* **GOAL A**:
Print the passage below on artistic precedents, starting at "In traditional art" and ending at "the most notable.".

* **EXCERPT**:

----

Early precedents for my work can be seen as in the rich formal awkwardness of organization in medieval manuscripts that embellish indiscriminately throughout the picture plane. One individual, Hrabanus Maurus, a ninth century monk, invented a ciphering system for encrypted poems that interacted with imagery, that in turn had smaller poems within, making images that were incredibly complex and yet accessible as some degree to the largely illiterate.

In researching practitioners of this ‘horror vaccui’ (fear or likely conscious nullification of free space) type style present in diverse forms form tribal cultures to the ‘Geometric Period’ of Ancient Greece, I came upon some less known artists engaged in visual spiritualism or mediumistic artists in the early 20th century. Being what would later be labeled ’outsider artists’, largely untrained in various concepts like negative space and composition – they constructed extremely intricate patterns and filled endless amounts of space in ways that mirrored but moved beyond the beautiful yet generic meanderings of primitive art and object adornment. In 1908, Adolf Wolfli began a 25,000 page epic-object-epic defying categorization that featured 1,600 illustrations merged with texts and musical notation that in turn spewed a story of blended autobiography and fantasy. Artists like Wolfli and Augustin Lesage created massive projects in scale and scope that built into their own eccentricities and ran with them like a database of Mad Libs. Later in the century, similar strategies were adopted by the underground comix movement and psychedelic art and in the 70’s and 80’s artists like A.R. Penck and Keith Harring would use the same kind of ‘automatic’ embellishment to fill spaces with their own pictographic icons.

In traditional art history, ‘modern’ compositional strategies that came from using formal techniques of analytic cubism liberally manifested in what I believe to be the first truly American works by artists like Marsden Hartley - in a type of bricolage that disintegrated images as falling into categories of abstract/landscape/portrait/still life - and later a group of artists labeled the precisionists: Ralston Crawford, Stuart Davis, and Charles Demuth amongst the most notable.

Particularly Ralston Crawford in his proto-pop sensibility, tried to convey the complexity of the observed world into an equally complex visual hierarchy rather than the exuberant jazz like emotive compositions of peer Stuart Davis. He tended to favor a more industrial layout which did not create artificial balance but rather imperfection even within an industrial application. Demuth made striking visual compositions that seemed to borrow and string together from every application at that time (Italian Futurism, Orphism, etc…as well as being obsessed with Duchamp’s ‘Bride’ panting) but created something distilled, defined, and well..’pop’. On a side note, many of his paintings are known to have secret layered subject matter.

----

* **DATASET EXTRACT**:
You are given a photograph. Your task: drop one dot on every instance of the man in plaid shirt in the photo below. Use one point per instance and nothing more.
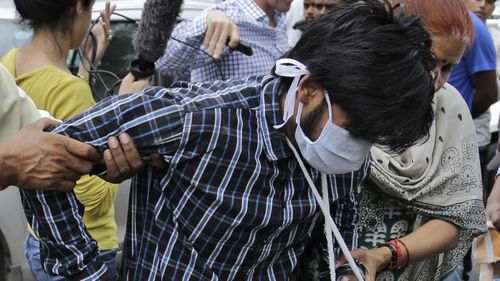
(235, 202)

----

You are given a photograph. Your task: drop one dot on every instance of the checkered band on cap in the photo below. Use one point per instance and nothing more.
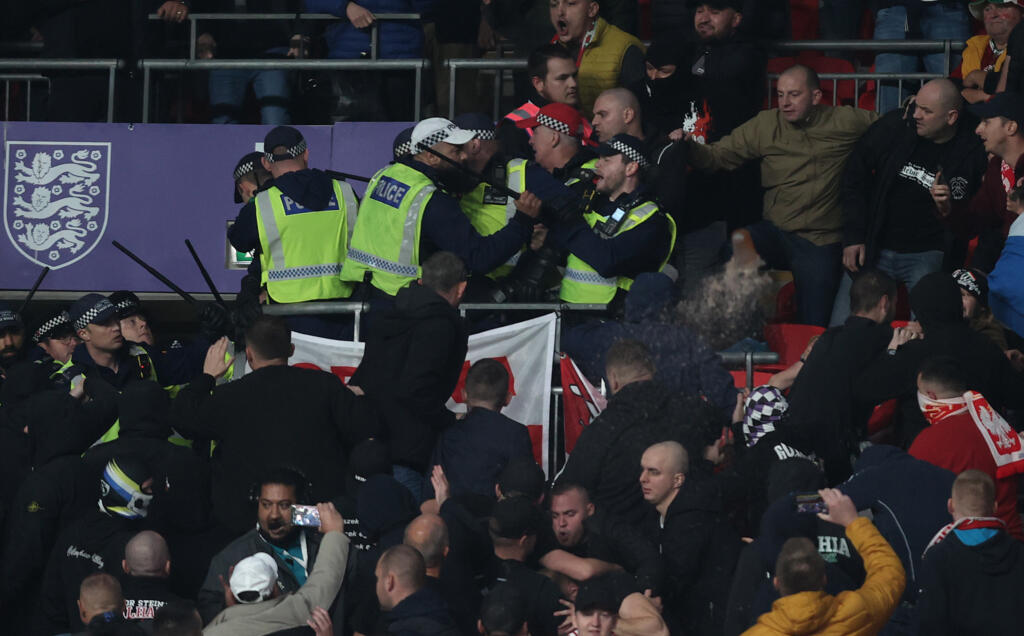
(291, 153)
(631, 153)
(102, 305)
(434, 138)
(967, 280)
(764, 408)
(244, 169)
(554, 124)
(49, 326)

----

* **GOAL B**:
Count the lines in the records above that contain the string "task" and reply with that number alone.

* **CORRECT RESPONSE A**:
In traditional art history, ‘modern’ compositional strategies that came from using formal techniques of analytic cubism liberally manifested in what I believe to be the first truly American works by artists like Marsden Hartley - in a type of bricolage that disintegrated images as falling into categories of abstract/landscape/portrait/still life - and later a group of artists labeled the precisionists: Ralston Crawford, Stuart Davis, and Charles Demuth amongst the most notable.

* **CORRECT RESPONSE B**:
2